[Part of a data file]
"""

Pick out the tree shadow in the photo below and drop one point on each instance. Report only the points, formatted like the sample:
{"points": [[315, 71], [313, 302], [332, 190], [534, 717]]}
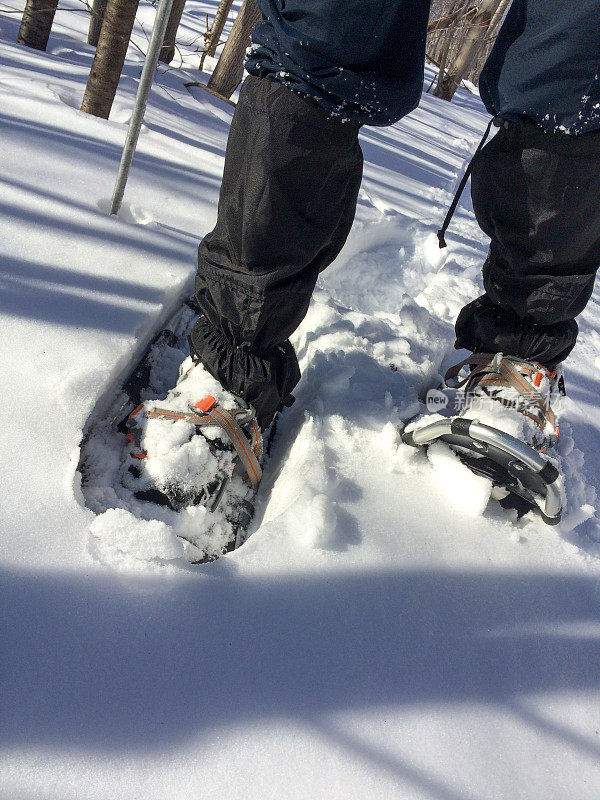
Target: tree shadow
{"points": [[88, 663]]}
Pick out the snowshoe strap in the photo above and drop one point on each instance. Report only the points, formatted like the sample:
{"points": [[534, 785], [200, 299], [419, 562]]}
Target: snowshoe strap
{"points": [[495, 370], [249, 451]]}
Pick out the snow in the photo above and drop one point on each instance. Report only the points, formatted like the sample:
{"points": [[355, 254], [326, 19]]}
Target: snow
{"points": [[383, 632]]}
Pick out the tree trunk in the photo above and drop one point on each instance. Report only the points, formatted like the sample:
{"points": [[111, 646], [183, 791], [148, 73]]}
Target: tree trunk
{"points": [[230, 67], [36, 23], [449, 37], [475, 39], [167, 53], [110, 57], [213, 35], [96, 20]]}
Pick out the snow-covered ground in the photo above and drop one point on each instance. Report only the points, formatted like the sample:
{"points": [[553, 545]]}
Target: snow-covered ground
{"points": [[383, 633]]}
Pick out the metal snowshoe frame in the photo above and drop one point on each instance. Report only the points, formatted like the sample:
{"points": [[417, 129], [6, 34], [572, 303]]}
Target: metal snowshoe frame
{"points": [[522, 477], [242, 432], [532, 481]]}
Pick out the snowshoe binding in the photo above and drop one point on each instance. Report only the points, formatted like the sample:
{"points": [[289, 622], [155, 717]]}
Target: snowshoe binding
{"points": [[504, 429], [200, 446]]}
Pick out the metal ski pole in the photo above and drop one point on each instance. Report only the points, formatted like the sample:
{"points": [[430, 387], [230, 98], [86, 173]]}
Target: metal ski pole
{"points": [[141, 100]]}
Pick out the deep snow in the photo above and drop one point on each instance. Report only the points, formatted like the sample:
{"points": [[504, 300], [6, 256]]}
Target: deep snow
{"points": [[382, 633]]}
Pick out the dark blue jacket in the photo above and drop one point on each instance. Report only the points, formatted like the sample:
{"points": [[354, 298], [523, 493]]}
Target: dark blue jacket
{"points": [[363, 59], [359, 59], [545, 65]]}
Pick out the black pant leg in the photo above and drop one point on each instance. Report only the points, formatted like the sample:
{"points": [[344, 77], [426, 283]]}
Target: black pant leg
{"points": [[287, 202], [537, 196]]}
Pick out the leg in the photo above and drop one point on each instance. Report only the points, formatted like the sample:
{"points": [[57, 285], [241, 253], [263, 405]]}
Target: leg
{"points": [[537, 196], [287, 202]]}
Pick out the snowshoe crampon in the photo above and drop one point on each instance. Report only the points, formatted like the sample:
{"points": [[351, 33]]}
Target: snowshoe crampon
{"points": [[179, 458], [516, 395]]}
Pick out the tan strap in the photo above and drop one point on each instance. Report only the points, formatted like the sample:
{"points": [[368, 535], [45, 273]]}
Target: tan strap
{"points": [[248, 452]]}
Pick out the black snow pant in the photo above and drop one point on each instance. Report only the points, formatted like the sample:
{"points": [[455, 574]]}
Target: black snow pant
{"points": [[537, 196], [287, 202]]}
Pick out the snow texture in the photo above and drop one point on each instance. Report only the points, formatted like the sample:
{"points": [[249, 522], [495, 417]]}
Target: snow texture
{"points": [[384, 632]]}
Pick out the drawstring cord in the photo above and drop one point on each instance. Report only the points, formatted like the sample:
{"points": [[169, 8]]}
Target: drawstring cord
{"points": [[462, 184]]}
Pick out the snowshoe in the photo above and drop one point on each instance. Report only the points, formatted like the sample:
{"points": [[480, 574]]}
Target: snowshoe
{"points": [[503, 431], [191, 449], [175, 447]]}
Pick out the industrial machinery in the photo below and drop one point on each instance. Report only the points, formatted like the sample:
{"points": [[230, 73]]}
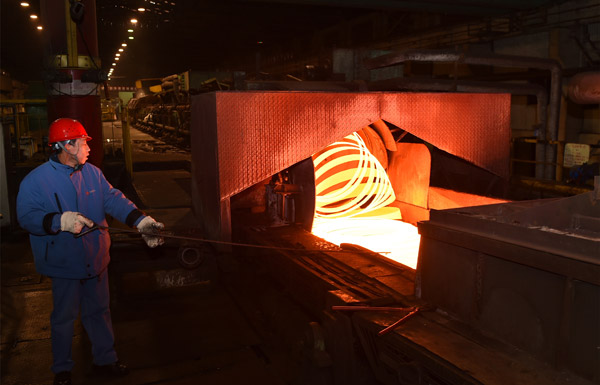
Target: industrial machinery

"""

WHAT IS BEING ASKED: Copy verbatim the span that opens at the line with "Pick out the tan" and closes at the final line of the listing. Do not carry over any pictures.

OUTPUT:
Pick out the tan strap in the photo above and drop one point on each instance. Report only the points, formatted like the sample:
{"points": [[368, 535], [45, 273]]}
Target: tan strap
{"points": [[248, 452]]}
Pick out the black snow pant in the photo above and drop one point on each instance. Report only the points, formatted like the sample:
{"points": [[455, 574]]}
Target: black snow pant
{"points": [[537, 196], [287, 202]]}
Pick out the snow texture in the photo above and drop one point on each instance. Report only the points, formatted like the sample:
{"points": [[249, 522], [495, 417]]}
Target: snow texture
{"points": [[384, 632]]}
Pick out the drawstring cord in the photo above and drop one point on each instance. Report only the points, formatted like the sample:
{"points": [[169, 8]]}
Target: drawstring cord
{"points": [[462, 184]]}
Pick out the snowshoe in the photo above and drop one point on each instance. Report only the points, formatted like the sample:
{"points": [[480, 574]]}
Target: snowshoe
{"points": [[503, 431], [191, 449], [175, 447]]}
Pick out the industrial machinery in the photo below and drop one point on each instance. Report only the points, formatted like the sample:
{"points": [[230, 73]]}
Target: industrial machinery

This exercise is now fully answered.